ACTIVITY LIST:
1/ In the text on WIC in Dallas, rewrite the paragraph beginning "A child's nutrition affects" more briefly, keeping its main facts.
2/ Carry the text on WIC in Dallas forward from its final paragraph, adding the next part.
::: STUDY TEXT :::
A child’s nutrition affects their emotional, physical, and financial health well into adulthood. However, many American parents can’t afford to feed their children a proper diet. WIC is a decades-old federal program that grants food benefits, health care referrals, and dietary education to low-income parents, infants, and at-risk children in the U.S. Despite the overall success of the program in the nation, uptake in Dallas was only at 40%.
The Childhood Poverty Action Lab (CPAL) partnered with IDEO.org to understand the barriers getting in the way of uptake. Their initial hunch was that enrollment was low due to lack of awareness. But most people knew about WIC; in fact, awareness spread through word of mouth, and they were positioned to shape what was being said. So if people were aware, why weren’t they enrolling?
As the team began to talk to people who had used the program and were eligible but not enrolled, it became evident that the process was riddled with obstacles that made access difficult, time-consuming, and at times, humiliating. Eligible residents experience the program at two main sites: the clinic and the grocery store. Together with stakeholders at the Dallas and Texas WIC offices, our team began to prototype different ways to make visits to the store and clinic more clarifying and alleviating. If people were hearing about WIC through word of mouth, how could we improve what people are saying?
::: DATASET ENTRIES :::
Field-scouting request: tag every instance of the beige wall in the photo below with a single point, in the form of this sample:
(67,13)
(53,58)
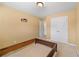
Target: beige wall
(77,12)
(12,30)
(71,24)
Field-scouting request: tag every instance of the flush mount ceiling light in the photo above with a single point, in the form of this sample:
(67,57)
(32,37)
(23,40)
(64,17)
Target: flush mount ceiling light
(40,4)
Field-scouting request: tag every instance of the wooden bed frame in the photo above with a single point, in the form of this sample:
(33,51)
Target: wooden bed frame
(36,40)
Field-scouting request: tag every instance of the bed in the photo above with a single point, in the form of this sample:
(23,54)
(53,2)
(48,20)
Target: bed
(31,48)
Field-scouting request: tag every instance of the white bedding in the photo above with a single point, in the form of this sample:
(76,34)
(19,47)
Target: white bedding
(31,50)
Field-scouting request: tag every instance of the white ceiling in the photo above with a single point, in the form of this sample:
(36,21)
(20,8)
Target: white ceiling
(49,7)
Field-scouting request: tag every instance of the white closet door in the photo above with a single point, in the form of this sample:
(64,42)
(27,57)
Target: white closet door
(59,29)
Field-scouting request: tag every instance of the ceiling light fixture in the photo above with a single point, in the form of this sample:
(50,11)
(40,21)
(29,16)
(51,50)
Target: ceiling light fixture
(40,4)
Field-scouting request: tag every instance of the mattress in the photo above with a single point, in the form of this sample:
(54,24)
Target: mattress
(32,50)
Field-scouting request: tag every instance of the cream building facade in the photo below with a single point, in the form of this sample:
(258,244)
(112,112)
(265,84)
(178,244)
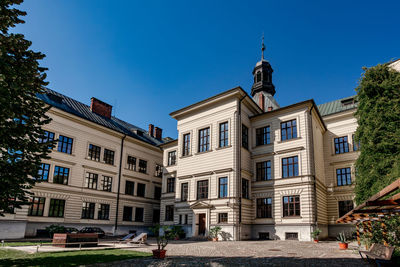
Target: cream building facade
(258,170)
(103,172)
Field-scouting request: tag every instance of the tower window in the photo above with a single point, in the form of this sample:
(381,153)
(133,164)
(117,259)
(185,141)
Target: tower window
(258,76)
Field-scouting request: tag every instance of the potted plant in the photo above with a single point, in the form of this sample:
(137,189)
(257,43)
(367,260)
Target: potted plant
(343,243)
(315,234)
(162,240)
(214,232)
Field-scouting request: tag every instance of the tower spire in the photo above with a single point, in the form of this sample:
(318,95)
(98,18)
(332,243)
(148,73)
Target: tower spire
(262,48)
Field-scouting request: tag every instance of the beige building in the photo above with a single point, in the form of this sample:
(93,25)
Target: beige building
(103,172)
(258,170)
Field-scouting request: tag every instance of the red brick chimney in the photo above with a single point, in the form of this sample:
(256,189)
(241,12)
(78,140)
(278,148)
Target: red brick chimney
(158,133)
(151,130)
(261,101)
(100,107)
:::
ANSWERS IN ORDER:
1/ A child's diet shapes emotional, physical, and financial health into adulthood, yet many American parents cannot afford proper food for their children. WIC, a decades-old federal program, gives low-income parents, infants, and at-risk children in the U.S. food benefits, health care referrals, and dietary education. Though successful nationally, it had only 40% uptake in Dallas.

2/
Grocery stores are a particularly taxing experience for most parents. There is a lot of ambiguity about what grocery items are and aren’t approved by WIC. Mothers would often go to check out only to realize that they’d picked up a non-eligible item or that they’d be charged an amount they couldn’t afford—all while people in line behind them grew impatient.
We prototyped different versions of what grocery store experience could be like, from an ambassador who could guide users through the store and answer questions to brochures that detailed exactly what people could get at that store considering the age of their child. We also tried adding additional signage that would sit near commonly confused items such as milk and eggs to help clarify what was covered. Since our engagement, the City of Dallas was able to use the WIC playbook we created to unlock national grant funding to begin prototyping and implementing additional concepts.
During our interviews and workshops, many parents talked about how much of an odyssey it was to visit a clinic. They had to take time off and travel long distances, only to get generic, non-culturally centered advice from a nutritionist. One mom who had just given birth had to take three different buses to a clinic location just to prove she had a baby.
Our goal was to reorient the clinic experience from a sterile hospital space to a lively, warm gathering place that celebrates health and nutrition. We mapped out different touch points in the clinic experience and designed expressive signage and a navigation system for the WIC clinics. The local WIC agency has also made significant progress on bringing services within two miles of every eligible woman and child, with three pop-up clinics already launched.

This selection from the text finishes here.